→ Your objective
Return the listing below in full, with every line exactly as it is.
— START —
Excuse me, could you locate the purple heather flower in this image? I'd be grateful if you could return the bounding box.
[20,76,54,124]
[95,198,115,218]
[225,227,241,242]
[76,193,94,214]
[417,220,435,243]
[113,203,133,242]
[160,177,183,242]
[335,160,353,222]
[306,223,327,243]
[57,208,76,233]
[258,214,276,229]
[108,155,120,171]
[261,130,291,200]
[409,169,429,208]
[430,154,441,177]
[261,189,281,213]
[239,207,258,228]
— END —
→ Response to this exercise
Excuse me, could you locate the purple heather flower in this image? I'd be grateful if you could return the bounding box.
[20,76,54,124]
[95,198,115,218]
[225,227,241,242]
[76,193,94,214]
[417,220,435,243]
[113,203,133,242]
[160,177,183,242]
[335,160,353,222]
[306,223,327,243]
[57,208,76,233]
[258,214,276,229]
[108,155,120,171]
[261,130,291,200]
[409,169,429,208]
[430,154,441,177]
[261,189,281,213]
[239,207,258,228]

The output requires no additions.